======== Selected text ========

In the new report the
UN Food and Agriculture Organisation (FAO) paints another bleak picture of the
state of our global fisheries. Fish consumption in the world has reached an
all-time high and more people than ever are employed in or depend on the
fisheries sector but global fish stocks have not improved.
The study “State of the World’s
Fisheries and Aquaculture” indicates that “the contribution of fish to
global diets has reached a record of almost 17 kilograms per person on average,
supplying over three billion people with at least 15 per cent of their average
animal protein intake”.
The overall percentage
of overexploited, depleted or recovering fish stocks in the world's oceans has
not dropped and is estimated to be slightly higher than in 2006. About 32
percent of world fish stocks are estimated to be overexploited, depleted or
recovering and need to be urgently rebuilt, says the FAO report.
“As the fourth largest producer of fish and aquaculture products , the
European Union should turn the trend of overfishing around and lead by example.
Allowing European vessels to run down one fishery after the other in Europe and
elsewhere in the world is a sign of short-sighted, irresponsible management.
Europe’s Fisheries Policy is in need of ambitious reform to avert disaster and
save fish for generations to come,” said Louize Hill, Head of European
Marine and Fisheries Policy at WWF’s European Policy Office.

========

Decide whether each statement agrees with the text on the FAO fisheries report, answering yes or no and quoting the deciding words of the text: 1. Fish consumption in the world has reached an all-time high. 2. The share of overexploited, depleted or recovering fish stocks has dropped since 2006. 3. The European Union is the largest producer of fish and aquaculture products. The rows that follow are drawn from a different source than the text above.

======== Extracted records ========

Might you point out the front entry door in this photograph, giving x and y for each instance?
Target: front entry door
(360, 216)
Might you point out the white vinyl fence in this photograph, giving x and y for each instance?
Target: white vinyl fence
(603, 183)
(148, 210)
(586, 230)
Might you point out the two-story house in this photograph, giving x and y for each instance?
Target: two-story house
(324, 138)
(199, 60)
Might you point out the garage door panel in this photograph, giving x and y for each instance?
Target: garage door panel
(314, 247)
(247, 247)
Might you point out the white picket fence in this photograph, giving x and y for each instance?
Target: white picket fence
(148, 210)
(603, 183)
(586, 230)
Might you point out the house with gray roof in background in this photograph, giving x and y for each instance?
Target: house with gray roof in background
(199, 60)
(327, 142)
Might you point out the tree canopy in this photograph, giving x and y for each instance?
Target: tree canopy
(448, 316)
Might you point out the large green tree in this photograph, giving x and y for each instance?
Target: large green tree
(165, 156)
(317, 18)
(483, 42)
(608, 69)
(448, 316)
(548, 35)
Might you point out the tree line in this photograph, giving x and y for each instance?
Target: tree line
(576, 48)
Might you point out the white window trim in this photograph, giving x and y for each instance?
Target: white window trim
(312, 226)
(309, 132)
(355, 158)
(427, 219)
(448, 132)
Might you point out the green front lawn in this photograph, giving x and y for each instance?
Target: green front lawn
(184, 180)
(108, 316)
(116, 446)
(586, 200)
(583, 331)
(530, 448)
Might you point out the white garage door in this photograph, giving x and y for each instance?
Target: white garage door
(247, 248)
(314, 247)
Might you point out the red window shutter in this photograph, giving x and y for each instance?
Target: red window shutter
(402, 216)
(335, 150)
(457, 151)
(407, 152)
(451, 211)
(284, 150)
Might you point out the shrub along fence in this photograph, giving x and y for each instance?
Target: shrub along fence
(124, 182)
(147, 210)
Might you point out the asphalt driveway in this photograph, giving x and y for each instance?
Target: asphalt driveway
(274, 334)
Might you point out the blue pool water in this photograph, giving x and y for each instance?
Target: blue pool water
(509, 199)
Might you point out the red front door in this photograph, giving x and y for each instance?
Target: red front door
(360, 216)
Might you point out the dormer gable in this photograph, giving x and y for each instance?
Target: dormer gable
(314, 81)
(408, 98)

========

● **Answer to this problem**:
1. Yes: "Fish consumption in the world has reached an all-time high"
2. No: "has not dropped and is estimated to be slightly higher than in 2006"
3. No: "the fourth largest producer of fish and aquaculture products"